Trecho do texto:
Esse foi também o início da amizade do poeta com o filho do
mestre, Ricardo Ramos. “É curiosa a relação entre pai e filho” (ambos na foto acima), diz a
pesquisadora Yedda Dias Lima, do IEB – Instituto de Estudos Brasileiros, da USP
– Universidade de São Paulo. “Ambos morreram no mesmo dia, 23 de março, vítimas
da mesma doença, o câncer, e deixaram, cada um, um livro não concluído”. O pai
deixou “Memórias do Cárcere” e o filho, que morreu em 1992, quando se preparava
para coordenar as festividades do centenário, “Graciliano, um retrato
fragmentado”, lançado pela Siciliano.
A polêmica que se seguiu à publicação do livro póstumo de
Graciliano está relacionado diretamente
aos 3.500 originais que deixou em poder da mulher, Heloisa e se encontra no IEB
desde 1982, sob a responsabilidade de uma equipe coordenada por Yedda. O
crítico Wilson Martins cegou a dizer que “Memórias do Cárcere” foi corrigido pelo Partido Comunista.
Longe desse tipo de briga, o Instituto vai lançar em em
outubro, data do aniversário do escritor, que nasceu dia 27, um catálogo de
todos os manuscritos,produzido por uma dedicada equipe formada pelas
pesquisadoras Eliane Jacqueline Matralia, Cássia Raquel da Silveira, Ariovaldo
José Vidal e Maria Lúcia Palma Gama. Tem
quase tudo do autor, como Memórias do Cárcere, Infância,. Vidas Secas, Viventes
das Alagoas, Linhas Tortas. E curiosidades como os seus discursos, com destaque
para um pronunciamento, contundente, a favor da Constituinte de 1945: “Não nos
gastamos em ódios inúteis: as nossas tarefas nos consomem tempo. E a tarefa
principal, hoje é esta que aqui nos reúne: exigir uma Assembléia Constituinte
livremente eleita".
A fidelidade ao que realmente acontece, o sentido de
retidão, a sua recusa à mentira, a sua reflexão profunda sobre a realidade faz Xe
Graciliano um prato cheio para estudiosos como o professor de Literatura
Comparada da USP, João Luís Tafetá (*), autor de um estudo sobre a roqueza e
complexidade da obra do escritor. “Ele é a sua própria experiência, disse Lafetá.
“Nele, o fundamental é o modo honesto de contar. O escritor está preso ao real
e longe, portanto, da falsidade. “ O trabalho, tese de livre docência, enfoca
três ângulos principais, que se comunicam internamente. O primeiro é literário,
examina as técnicas das formas de narrativa, onde se sobressai o texto
neo-realista que acaba transcendendo os rótulos.

Dados anotados de localização em fotos
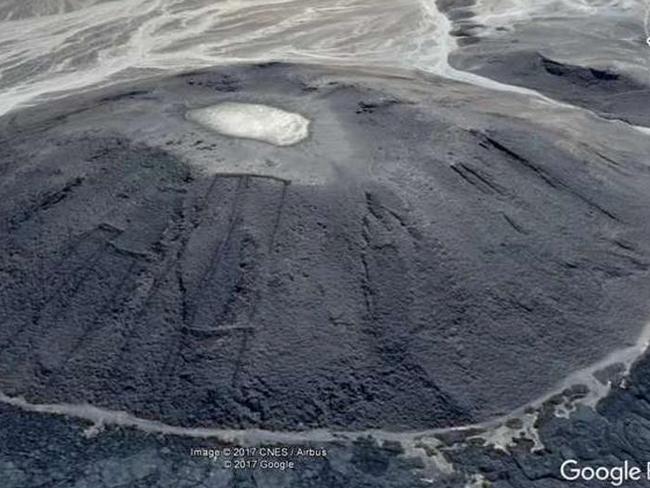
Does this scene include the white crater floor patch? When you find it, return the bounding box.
[187,102,309,146]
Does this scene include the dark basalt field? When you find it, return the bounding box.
[0,64,650,429]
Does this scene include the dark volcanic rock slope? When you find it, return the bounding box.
[0,65,650,428]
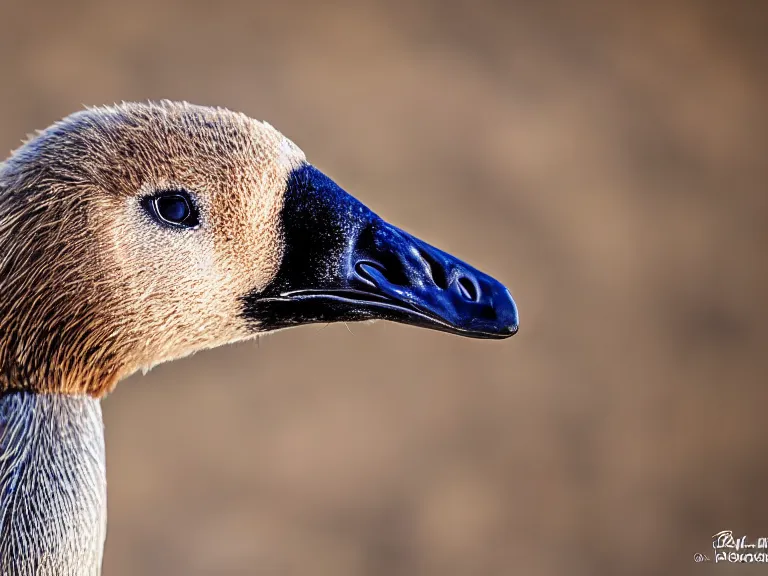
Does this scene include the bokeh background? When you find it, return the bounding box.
[0,0,768,576]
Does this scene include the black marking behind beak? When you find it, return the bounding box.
[244,164,518,338]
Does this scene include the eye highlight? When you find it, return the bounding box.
[141,190,200,228]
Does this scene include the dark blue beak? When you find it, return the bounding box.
[244,164,518,338]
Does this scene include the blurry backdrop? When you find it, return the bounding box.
[0,0,768,576]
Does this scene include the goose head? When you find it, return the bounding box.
[0,102,518,396]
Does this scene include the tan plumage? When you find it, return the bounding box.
[0,102,517,576]
[0,102,304,396]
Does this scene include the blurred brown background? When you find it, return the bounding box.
[0,0,768,576]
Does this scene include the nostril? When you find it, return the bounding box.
[458,276,479,302]
[419,250,448,290]
[355,260,384,286]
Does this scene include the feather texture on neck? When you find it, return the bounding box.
[0,391,107,576]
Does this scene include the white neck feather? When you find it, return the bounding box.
[0,392,107,576]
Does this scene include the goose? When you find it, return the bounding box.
[0,101,518,576]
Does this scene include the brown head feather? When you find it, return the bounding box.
[0,102,304,396]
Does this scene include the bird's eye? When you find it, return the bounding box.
[142,190,200,228]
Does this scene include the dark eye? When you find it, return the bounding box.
[142,190,200,228]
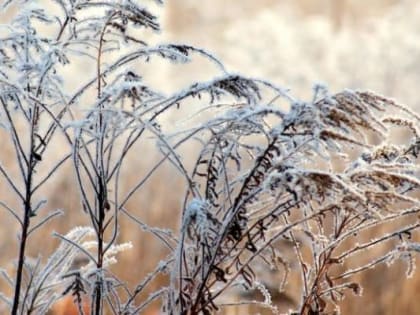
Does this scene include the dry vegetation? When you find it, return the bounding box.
[0,0,420,315]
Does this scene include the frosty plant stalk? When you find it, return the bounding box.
[0,0,420,315]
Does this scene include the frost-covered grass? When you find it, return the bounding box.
[0,0,420,315]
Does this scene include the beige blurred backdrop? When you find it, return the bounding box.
[0,0,420,315]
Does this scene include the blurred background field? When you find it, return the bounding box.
[0,0,420,315]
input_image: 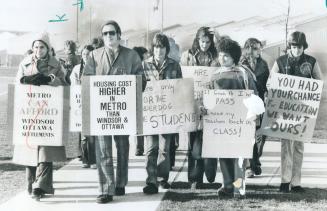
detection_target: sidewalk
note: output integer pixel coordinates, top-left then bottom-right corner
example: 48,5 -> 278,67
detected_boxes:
0,141 -> 327,211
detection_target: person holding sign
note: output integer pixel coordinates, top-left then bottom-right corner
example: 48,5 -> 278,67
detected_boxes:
13,34 -> 67,199
271,31 -> 322,193
70,45 -> 96,169
143,34 -> 182,194
84,20 -> 146,203
180,27 -> 220,189
210,38 -> 257,197
240,38 -> 269,178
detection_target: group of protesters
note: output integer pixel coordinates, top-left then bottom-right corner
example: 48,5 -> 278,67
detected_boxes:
13,20 -> 322,203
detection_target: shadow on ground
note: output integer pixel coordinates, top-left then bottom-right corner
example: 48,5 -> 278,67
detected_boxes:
167,182 -> 327,203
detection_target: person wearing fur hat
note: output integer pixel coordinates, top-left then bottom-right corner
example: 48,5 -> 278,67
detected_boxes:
13,34 -> 67,199
271,31 -> 322,193
240,38 -> 269,178
210,38 -> 257,197
143,34 -> 182,194
180,27 -> 220,189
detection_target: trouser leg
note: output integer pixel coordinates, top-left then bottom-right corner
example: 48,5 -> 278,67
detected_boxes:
136,136 -> 144,154
219,158 -> 235,189
203,158 -> 217,183
26,166 -> 36,193
114,136 -> 129,188
95,136 -> 115,195
33,162 -> 54,194
281,139 -> 294,183
157,134 -> 174,182
169,133 -> 179,168
291,141 -> 304,186
87,136 -> 96,165
188,131 -> 204,183
145,135 -> 159,186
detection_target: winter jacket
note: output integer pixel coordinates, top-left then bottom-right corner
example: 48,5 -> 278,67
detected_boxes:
13,55 -> 67,166
240,57 -> 269,100
180,50 -> 220,67
143,57 -> 182,81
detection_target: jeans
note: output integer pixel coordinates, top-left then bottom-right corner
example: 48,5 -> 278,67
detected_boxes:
81,136 -> 96,165
26,162 -> 54,194
219,158 -> 245,194
95,136 -> 129,195
187,131 -> 217,183
146,134 -> 173,186
281,139 -> 304,186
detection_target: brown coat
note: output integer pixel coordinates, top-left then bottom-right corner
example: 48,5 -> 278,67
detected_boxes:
13,55 -> 66,166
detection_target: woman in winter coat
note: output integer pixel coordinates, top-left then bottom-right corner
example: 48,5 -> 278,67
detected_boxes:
13,34 -> 66,199
70,45 -> 97,169
210,39 -> 257,197
143,34 -> 182,194
180,27 -> 219,189
240,38 -> 269,178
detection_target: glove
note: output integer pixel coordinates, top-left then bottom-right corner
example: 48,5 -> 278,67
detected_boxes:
38,74 -> 51,85
20,73 -> 42,86
20,73 -> 51,86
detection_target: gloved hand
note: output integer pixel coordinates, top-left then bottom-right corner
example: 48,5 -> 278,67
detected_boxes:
20,73 -> 51,86
38,74 -> 51,85
20,73 -> 42,86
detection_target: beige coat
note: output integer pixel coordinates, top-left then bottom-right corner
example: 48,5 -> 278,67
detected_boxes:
13,55 -> 66,166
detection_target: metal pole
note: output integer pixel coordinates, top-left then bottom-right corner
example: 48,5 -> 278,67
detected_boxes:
145,0 -> 150,49
161,0 -> 164,33
76,0 -> 79,43
89,5 -> 92,43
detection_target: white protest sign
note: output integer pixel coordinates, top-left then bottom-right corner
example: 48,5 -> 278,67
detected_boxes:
143,79 -> 196,135
9,84 -> 69,146
69,85 -> 82,132
202,90 -> 255,158
82,75 -> 142,136
260,73 -> 323,141
181,66 -> 219,130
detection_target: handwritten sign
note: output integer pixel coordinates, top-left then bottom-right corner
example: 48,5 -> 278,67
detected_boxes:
82,75 -> 142,136
181,66 -> 218,130
9,84 -> 69,146
260,73 -> 323,141
202,90 -> 255,158
69,85 -> 82,132
143,79 -> 196,135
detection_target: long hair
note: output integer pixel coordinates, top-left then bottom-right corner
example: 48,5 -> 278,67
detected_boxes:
217,38 -> 242,65
191,26 -> 217,58
242,38 -> 262,59
150,33 -> 170,57
79,45 -> 94,77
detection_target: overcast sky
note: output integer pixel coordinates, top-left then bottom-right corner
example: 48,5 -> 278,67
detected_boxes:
0,0 -> 327,31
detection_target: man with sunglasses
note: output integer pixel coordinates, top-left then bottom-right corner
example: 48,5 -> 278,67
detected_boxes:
84,20 -> 146,203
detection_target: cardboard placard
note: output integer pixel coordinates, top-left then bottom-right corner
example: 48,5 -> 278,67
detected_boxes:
202,90 -> 255,158
143,79 -> 196,135
8,84 -> 69,146
260,73 -> 323,141
82,75 -> 142,136
69,85 -> 82,132
181,66 -> 219,130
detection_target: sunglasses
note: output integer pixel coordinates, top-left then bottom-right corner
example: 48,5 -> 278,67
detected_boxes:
102,31 -> 116,36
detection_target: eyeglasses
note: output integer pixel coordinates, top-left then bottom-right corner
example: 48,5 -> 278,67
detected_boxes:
102,31 -> 116,36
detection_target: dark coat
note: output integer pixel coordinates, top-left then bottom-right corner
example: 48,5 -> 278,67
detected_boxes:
13,55 -> 66,166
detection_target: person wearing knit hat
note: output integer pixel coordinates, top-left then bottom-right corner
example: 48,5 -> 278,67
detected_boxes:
180,26 -> 220,189
271,31 -> 322,193
209,38 -> 257,197
13,34 -> 66,199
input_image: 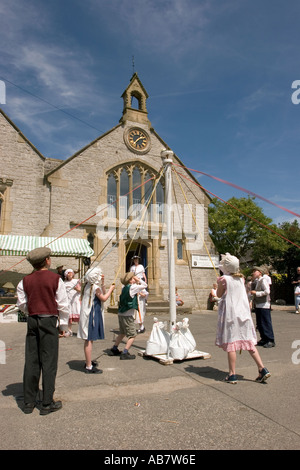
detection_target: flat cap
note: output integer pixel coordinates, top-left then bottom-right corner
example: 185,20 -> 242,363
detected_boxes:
252,266 -> 265,274
120,272 -> 134,286
26,246 -> 51,266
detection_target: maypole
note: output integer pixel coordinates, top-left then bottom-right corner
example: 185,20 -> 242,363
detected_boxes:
161,150 -> 176,333
142,149 -> 211,364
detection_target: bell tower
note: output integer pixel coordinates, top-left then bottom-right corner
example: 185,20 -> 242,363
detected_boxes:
120,72 -> 151,127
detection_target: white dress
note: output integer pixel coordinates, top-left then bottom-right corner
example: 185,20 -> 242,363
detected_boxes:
135,289 -> 149,325
64,279 -> 81,321
216,275 -> 257,352
130,264 -> 145,279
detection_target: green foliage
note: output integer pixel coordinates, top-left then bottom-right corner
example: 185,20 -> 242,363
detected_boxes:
208,196 -> 284,264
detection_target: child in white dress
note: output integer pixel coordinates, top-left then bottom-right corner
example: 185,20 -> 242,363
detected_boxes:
216,253 -> 271,384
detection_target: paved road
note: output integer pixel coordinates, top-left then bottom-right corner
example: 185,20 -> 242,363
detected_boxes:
0,307 -> 300,455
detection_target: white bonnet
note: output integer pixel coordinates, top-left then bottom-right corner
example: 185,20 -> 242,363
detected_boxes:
64,268 -> 74,277
85,268 -> 102,284
219,253 -> 240,274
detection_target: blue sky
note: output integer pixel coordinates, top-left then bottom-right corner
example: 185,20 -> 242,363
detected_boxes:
0,0 -> 300,227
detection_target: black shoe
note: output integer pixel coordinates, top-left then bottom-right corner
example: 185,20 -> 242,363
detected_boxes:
40,401 -> 62,416
263,341 -> 275,348
85,366 -> 103,374
255,367 -> 271,383
107,348 -> 121,356
120,352 -> 135,361
83,361 -> 98,368
23,403 -> 35,415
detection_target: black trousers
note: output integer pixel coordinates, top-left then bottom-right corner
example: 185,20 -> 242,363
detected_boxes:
23,315 -> 58,405
255,308 -> 274,343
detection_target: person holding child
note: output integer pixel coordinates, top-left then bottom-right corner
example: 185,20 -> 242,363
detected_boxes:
109,271 -> 147,360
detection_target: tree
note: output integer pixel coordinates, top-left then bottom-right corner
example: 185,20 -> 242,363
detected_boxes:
208,196 -> 284,264
273,219 -> 300,282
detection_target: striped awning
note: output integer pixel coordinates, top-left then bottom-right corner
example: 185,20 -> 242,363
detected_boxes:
0,235 -> 94,258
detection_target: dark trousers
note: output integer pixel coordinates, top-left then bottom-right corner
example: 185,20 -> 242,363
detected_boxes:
23,315 -> 58,405
255,308 -> 274,343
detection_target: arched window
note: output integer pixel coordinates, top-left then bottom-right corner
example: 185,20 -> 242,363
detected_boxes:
87,233 -> 95,250
107,174 -> 117,217
107,162 -> 165,222
119,168 -> 129,219
156,181 -> 165,223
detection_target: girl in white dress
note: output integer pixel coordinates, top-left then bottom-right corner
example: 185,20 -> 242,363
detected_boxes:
216,253 -> 271,384
65,269 -> 81,336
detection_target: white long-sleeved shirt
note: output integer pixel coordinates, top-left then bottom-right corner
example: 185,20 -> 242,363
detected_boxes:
255,277 -> 271,308
119,279 -> 147,317
16,279 -> 70,330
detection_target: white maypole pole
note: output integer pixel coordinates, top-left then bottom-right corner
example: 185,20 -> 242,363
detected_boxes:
161,150 -> 176,333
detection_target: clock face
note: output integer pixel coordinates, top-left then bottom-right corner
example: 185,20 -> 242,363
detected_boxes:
126,127 -> 150,153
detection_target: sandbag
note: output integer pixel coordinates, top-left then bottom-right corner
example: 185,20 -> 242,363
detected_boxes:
169,318 -> 196,360
146,318 -> 170,356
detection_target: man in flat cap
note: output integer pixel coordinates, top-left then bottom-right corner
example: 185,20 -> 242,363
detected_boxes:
251,266 -> 275,348
17,247 -> 69,415
109,272 -> 147,360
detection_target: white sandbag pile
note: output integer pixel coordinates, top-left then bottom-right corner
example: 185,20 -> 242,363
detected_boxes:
146,318 -> 196,360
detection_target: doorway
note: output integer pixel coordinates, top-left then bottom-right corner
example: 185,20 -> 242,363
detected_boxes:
126,242 -> 148,279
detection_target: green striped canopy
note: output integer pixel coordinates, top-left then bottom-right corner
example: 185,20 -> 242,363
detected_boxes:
0,235 -> 94,258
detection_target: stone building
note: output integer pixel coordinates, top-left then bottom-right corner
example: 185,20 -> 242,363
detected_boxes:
0,73 -> 218,308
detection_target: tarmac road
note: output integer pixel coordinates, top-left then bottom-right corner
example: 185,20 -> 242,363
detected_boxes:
0,307 -> 300,452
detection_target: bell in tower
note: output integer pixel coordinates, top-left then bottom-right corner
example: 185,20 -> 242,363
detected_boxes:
120,72 -> 151,127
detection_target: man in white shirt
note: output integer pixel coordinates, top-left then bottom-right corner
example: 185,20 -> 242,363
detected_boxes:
251,266 -> 275,348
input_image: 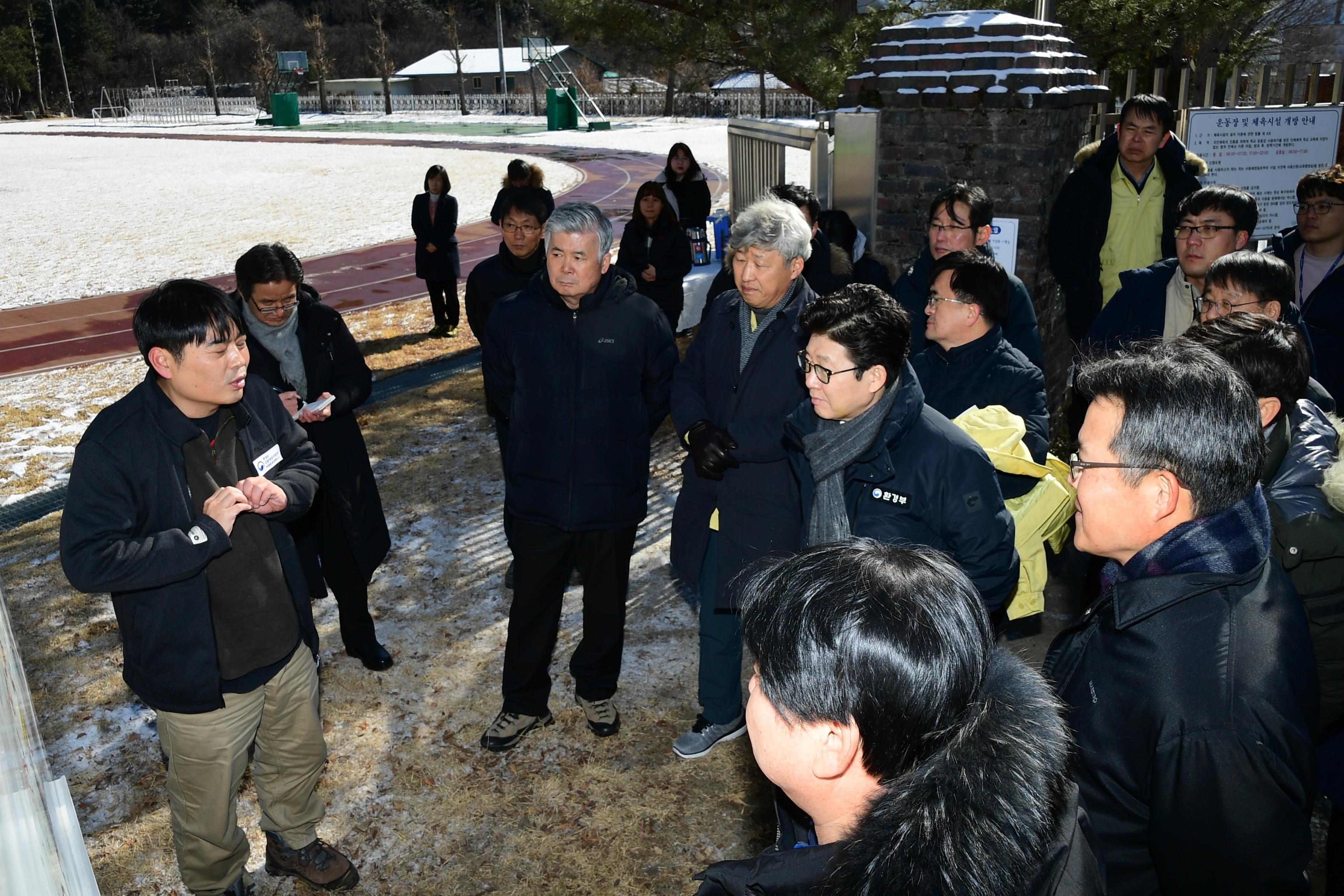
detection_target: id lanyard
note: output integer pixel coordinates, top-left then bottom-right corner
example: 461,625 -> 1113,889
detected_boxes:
1297,246 -> 1344,310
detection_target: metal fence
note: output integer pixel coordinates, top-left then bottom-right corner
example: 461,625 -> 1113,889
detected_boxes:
298,93 -> 817,118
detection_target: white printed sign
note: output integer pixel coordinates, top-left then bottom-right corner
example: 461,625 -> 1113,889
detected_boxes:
989,218 -> 1018,274
1186,106 -> 1340,239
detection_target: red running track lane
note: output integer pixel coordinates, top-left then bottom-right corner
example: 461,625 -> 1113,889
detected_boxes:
0,132 -> 727,376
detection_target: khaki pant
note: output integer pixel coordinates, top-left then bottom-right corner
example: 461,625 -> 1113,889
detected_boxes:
158,644 -> 326,896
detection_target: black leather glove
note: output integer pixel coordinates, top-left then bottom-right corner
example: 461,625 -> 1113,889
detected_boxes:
685,420 -> 738,480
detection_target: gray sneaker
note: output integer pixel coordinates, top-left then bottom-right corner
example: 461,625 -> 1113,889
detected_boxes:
481,709 -> 555,752
672,713 -> 747,759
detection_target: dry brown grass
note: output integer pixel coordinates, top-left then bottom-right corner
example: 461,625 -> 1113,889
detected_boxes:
0,365 -> 773,896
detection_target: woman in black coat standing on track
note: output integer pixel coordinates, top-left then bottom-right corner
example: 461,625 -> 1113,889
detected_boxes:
411,165 -> 461,336
234,243 -> 392,672
616,180 -> 692,333
653,144 -> 712,230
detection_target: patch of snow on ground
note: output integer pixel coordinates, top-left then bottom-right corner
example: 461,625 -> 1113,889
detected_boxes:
0,136 -> 581,309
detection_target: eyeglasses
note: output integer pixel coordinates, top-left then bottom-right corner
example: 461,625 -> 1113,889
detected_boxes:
1195,295 -> 1259,316
253,301 -> 298,314
1068,451 -> 1186,486
929,224 -> 974,235
1176,224 -> 1236,239
925,293 -> 974,308
1293,202 -> 1344,215
798,351 -> 859,385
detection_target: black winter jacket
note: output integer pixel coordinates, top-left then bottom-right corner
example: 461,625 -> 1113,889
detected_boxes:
696,647 -> 1105,896
234,283 -> 392,588
672,281 -> 816,609
1086,258 -> 1183,352
411,193 -> 461,281
481,265 -> 678,532
616,216 -> 695,321
653,171 -> 714,230
784,364 -> 1019,611
910,324 -> 1050,500
1047,132 -> 1208,343
1269,227 -> 1344,396
891,246 -> 1046,370
60,371 -> 321,713
1044,557 -> 1316,896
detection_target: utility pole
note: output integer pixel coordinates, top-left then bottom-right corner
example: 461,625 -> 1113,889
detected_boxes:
47,0 -> 75,118
494,0 -> 508,116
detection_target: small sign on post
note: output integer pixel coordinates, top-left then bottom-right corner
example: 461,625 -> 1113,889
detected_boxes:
989,218 -> 1018,274
1186,106 -> 1340,239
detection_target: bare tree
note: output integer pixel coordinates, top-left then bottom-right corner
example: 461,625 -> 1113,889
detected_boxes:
304,12 -> 330,116
370,10 -> 396,116
444,6 -> 472,116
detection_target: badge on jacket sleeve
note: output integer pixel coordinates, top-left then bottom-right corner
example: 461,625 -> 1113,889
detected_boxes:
253,445 -> 281,476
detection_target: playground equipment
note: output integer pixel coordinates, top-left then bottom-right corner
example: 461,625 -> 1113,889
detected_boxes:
523,38 -> 612,130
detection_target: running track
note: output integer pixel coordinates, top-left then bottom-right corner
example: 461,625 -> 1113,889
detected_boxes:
0,132 -> 727,376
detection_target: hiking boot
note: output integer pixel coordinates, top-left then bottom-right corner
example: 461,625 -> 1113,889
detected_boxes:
481,709 -> 555,752
266,830 -> 359,889
574,694 -> 621,738
672,712 -> 747,759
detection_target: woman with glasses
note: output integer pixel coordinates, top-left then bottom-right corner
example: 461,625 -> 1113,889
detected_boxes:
411,165 -> 461,339
616,180 -> 692,333
234,243 -> 392,670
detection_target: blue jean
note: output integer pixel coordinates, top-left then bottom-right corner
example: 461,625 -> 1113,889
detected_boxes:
699,531 -> 742,725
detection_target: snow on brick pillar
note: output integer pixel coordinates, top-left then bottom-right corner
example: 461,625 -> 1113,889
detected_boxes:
840,10 -> 1110,421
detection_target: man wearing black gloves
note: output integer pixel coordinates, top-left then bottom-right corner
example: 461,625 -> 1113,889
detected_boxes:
672,199 -> 816,759
910,251 -> 1050,500
60,279 -> 359,896
481,203 -> 678,751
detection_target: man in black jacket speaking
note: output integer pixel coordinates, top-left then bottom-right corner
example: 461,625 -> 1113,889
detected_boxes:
481,203 -> 678,751
1044,340 -> 1317,896
60,279 -> 359,896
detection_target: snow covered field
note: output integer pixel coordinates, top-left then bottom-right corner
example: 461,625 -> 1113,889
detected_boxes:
0,133 -> 581,309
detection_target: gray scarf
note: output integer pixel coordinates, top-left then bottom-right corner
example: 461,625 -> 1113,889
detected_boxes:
243,300 -> 308,402
802,379 -> 900,547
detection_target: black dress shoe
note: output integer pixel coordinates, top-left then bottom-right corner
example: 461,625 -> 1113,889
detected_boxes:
346,642 -> 392,672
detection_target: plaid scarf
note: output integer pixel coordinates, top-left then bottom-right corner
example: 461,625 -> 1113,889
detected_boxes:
1101,484 -> 1271,588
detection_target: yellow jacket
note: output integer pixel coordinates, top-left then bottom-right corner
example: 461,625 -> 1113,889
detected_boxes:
953,404 -> 1075,619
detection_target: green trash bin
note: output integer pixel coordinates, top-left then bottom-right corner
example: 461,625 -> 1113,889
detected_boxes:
270,93 -> 298,127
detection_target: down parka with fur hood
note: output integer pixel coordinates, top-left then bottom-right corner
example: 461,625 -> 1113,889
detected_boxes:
1048,132 -> 1208,341
696,647 -> 1103,896
491,165 -> 555,227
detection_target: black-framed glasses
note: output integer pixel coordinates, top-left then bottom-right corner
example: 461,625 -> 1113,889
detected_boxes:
798,351 -> 859,384
1176,224 -> 1236,239
1293,200 -> 1344,215
1195,295 -> 1259,317
253,300 -> 298,314
929,223 -> 974,234
1068,451 -> 1186,486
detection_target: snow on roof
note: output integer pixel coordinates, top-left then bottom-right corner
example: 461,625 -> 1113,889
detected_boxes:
396,43 -> 570,77
710,71 -> 789,90
883,10 -> 1051,31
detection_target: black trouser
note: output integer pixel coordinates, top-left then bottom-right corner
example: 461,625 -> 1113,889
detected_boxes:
504,520 -> 636,716
425,279 -> 457,328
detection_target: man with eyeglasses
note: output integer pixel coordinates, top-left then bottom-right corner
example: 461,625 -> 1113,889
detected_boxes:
891,181 -> 1046,370
910,251 -> 1050,500
1048,94 -> 1208,343
462,195 -> 554,588
1087,184 -> 1259,351
1044,341 -> 1317,896
1269,165 -> 1344,395
784,283 -> 1019,624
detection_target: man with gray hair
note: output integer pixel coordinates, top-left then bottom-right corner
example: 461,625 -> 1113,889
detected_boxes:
481,203 -> 678,751
1044,340 -> 1317,896
672,197 -> 816,759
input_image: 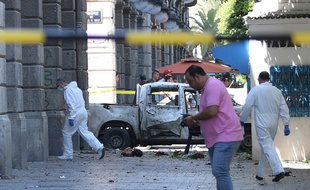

Instruções do exercício:
1: Responda às perguntas com base no texto sobre Graciliano.
(a) Em que dia morreram Graciliano e o filho, Ricardo Ramos?
(b) Quantos originais Graciliano deixou em poder da mulher, Heloisa?
(c) Em que mês o Instituto vai lançar o catálogo de todos os manuscritos?
2: Reescreva o texto sobre Graciliano desde “A fidelidade ao” até “transcendendo os rótulos.”, inclusive, trocando “técnicas” por “estratégias”.

Respostas por tarefa:
1:
(a) Em 23 de março.
(b) 3.500 originais.
(c) Em outubro.

2:
A fidelidade ao que realmente acontece, o sentido de
retidão, a sua recusa à mentira, a sua reflexão profunda sobre a realidade faz Xe
Graciliano um prato cheio para estudiosos como o professor de Literatura
Comparada da USP, João Luís Tafetá (*), autor de um estudo sobre a roqueza e
complexidade da obra do escritor. “Ele é a sua própria experiência, disse Lafetá.
“Nele, o fundamental é o modo honesto de contar. O escritor está preso ao real
e longe, portanto, da falsidade. “ O trabalho, tese de livre docência, enfoca
três ângulos principais, que se comunicam internamente. O primeiro é literário,
examina as estratégias das formas de narrativa, onde se sobressai o texto
neo-realista que acaba transcendendo os rótulos.